* Task
Could you write out, word for word, only the lines from the one containing "One keypoint belongs to every instance. Tag the overcast" through the last line of the data below?

Stored data entries:
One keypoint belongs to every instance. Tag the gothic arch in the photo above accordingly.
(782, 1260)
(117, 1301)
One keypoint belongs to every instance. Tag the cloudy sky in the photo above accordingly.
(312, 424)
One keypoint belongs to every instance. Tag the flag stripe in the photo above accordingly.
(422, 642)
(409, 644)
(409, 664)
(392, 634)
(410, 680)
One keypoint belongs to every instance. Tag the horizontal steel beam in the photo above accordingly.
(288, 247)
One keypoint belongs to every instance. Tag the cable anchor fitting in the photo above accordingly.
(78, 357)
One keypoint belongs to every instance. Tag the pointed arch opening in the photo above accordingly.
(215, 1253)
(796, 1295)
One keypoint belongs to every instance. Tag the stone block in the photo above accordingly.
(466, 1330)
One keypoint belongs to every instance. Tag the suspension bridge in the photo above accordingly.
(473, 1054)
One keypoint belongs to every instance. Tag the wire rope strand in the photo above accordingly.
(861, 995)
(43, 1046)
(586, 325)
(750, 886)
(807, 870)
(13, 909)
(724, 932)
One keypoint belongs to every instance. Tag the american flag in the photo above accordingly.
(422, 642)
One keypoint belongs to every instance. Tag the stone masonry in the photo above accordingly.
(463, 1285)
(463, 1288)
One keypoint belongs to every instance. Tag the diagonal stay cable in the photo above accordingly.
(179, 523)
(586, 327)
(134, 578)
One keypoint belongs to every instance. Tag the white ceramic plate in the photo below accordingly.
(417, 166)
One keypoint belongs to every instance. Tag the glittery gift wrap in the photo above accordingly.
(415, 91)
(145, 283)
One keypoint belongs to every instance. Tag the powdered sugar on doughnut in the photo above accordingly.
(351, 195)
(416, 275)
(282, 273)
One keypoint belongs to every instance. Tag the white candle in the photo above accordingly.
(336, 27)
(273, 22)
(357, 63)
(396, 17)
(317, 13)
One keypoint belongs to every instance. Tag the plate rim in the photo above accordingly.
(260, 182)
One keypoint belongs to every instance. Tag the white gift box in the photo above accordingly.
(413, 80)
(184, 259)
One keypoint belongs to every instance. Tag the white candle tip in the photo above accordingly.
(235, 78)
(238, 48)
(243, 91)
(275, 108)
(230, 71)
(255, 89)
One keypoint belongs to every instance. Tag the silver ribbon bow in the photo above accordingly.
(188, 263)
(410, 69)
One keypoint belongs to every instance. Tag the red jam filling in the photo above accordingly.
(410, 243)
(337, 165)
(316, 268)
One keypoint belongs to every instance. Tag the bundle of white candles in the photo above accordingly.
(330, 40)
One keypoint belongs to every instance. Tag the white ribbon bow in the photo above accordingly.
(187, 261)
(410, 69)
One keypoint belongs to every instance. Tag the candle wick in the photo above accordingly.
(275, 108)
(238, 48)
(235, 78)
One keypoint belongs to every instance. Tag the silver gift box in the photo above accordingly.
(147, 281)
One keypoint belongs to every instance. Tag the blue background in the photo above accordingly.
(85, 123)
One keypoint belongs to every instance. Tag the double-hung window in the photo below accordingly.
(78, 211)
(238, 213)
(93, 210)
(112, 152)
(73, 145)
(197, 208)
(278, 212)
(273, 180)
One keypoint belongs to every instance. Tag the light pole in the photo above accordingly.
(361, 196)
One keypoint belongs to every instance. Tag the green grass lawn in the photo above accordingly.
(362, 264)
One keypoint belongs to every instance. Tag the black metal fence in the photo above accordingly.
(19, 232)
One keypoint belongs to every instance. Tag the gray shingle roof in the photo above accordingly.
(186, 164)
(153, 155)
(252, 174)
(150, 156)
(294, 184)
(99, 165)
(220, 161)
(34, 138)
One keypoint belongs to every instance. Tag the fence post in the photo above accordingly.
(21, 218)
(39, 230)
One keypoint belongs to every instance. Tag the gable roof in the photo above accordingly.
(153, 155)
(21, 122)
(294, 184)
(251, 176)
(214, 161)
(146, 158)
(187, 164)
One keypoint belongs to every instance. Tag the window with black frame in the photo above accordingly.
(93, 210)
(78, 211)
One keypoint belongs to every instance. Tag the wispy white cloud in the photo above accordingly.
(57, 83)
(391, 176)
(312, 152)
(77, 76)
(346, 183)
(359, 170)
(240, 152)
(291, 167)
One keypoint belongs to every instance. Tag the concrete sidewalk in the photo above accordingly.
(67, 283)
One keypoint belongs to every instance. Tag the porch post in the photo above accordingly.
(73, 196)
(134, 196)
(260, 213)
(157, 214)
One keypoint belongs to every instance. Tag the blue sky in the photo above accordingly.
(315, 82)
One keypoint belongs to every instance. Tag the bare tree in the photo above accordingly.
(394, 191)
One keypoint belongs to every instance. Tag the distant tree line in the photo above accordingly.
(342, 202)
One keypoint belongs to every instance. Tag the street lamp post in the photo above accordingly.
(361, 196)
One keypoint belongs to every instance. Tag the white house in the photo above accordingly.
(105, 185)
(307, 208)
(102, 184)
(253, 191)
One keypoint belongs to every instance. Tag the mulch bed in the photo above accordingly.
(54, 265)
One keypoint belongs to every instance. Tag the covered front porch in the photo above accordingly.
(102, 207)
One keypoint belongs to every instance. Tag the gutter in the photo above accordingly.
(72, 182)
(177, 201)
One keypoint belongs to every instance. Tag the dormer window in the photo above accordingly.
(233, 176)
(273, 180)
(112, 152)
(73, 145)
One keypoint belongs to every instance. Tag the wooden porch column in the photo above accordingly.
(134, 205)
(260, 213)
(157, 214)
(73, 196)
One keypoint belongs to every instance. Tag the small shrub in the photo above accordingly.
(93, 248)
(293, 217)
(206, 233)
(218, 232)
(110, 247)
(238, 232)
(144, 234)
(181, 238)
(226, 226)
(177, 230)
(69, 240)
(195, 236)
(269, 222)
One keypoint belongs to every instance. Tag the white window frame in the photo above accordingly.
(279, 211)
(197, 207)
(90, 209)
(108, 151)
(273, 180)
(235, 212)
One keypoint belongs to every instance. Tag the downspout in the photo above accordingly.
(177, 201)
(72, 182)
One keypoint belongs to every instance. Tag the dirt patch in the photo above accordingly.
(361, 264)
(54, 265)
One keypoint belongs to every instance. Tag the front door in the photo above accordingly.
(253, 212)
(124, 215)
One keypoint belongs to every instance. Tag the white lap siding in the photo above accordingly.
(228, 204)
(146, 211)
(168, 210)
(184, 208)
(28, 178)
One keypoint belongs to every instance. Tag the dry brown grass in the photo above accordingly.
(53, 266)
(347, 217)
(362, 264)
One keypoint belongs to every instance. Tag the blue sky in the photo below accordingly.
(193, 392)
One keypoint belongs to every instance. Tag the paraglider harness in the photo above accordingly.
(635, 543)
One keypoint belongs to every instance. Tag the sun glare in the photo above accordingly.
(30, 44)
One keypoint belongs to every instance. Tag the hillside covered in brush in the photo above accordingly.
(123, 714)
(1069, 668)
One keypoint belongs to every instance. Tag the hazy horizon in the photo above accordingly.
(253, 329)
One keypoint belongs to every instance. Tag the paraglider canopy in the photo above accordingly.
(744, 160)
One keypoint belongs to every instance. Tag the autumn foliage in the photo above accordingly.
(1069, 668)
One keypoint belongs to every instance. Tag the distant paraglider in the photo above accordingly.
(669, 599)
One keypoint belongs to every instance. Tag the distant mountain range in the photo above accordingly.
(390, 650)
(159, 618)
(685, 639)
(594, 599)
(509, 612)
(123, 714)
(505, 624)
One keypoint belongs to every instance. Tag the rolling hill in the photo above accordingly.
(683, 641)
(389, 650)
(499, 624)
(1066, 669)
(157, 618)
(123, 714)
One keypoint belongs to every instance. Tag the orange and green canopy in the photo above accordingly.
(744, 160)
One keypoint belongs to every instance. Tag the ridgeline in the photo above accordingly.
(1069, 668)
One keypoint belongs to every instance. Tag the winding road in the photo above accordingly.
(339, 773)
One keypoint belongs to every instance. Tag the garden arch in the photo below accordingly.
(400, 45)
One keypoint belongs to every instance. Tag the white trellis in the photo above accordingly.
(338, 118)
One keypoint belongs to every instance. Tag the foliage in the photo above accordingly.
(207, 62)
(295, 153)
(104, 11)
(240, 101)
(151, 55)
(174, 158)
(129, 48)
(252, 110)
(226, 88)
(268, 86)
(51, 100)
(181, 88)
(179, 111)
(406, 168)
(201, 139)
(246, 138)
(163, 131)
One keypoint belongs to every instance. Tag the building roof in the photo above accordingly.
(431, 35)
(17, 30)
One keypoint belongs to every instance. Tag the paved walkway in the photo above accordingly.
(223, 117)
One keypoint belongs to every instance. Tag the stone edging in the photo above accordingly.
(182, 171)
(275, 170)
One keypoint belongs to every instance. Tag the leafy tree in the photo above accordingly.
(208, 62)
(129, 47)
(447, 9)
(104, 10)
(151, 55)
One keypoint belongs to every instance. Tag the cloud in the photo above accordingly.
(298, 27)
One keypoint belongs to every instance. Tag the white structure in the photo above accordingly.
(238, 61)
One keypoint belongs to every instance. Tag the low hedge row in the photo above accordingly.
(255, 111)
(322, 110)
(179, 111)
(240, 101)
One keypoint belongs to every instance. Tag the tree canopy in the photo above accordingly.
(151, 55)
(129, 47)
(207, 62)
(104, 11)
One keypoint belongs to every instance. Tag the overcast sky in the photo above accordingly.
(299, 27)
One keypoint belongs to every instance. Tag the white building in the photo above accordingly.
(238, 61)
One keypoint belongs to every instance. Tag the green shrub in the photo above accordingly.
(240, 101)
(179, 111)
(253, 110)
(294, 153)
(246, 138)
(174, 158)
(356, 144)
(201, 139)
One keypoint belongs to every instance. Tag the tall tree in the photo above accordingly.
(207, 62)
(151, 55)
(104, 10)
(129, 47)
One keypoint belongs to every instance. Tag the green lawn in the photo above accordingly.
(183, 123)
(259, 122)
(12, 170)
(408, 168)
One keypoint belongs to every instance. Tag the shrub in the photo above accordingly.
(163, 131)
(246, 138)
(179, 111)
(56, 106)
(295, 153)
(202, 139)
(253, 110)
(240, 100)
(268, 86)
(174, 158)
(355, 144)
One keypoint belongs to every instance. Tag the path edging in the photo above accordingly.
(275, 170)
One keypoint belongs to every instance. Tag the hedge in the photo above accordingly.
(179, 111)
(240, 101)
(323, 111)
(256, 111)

* Written reply
One keypoint belongs to every instance. Tag the overcast sky in the photo above accordingly.
(299, 27)
One keypoint belongs to every instance. Tag the white building in the photo above accordingly.
(238, 61)
One keypoint belongs to every instance. Tag the green shrub in the photo above accordingly.
(240, 101)
(179, 111)
(253, 110)
(294, 153)
(246, 138)
(174, 158)
(356, 144)
(201, 139)
One keypoint belongs to every instance. Tag the tall tree in the photo above accordingly.
(207, 62)
(151, 55)
(104, 10)
(129, 47)
One keypoint belongs to every instance. Tag the green lawn in the photo above accordingly.
(183, 123)
(259, 122)
(12, 170)
(408, 168)
One keypoint belongs to every instance. Tag the shrub in the photo above accordingly.
(163, 131)
(246, 138)
(179, 111)
(56, 106)
(295, 153)
(202, 139)
(253, 110)
(240, 100)
(268, 86)
(174, 158)
(355, 144)
One keypoint belongs to every instance. Tag the path edging in the photo above accordingly.
(275, 170)
One keypoint belongs to every instance. Tag the hedge in the photo above accordingly.
(179, 111)
(240, 101)
(323, 111)
(256, 111)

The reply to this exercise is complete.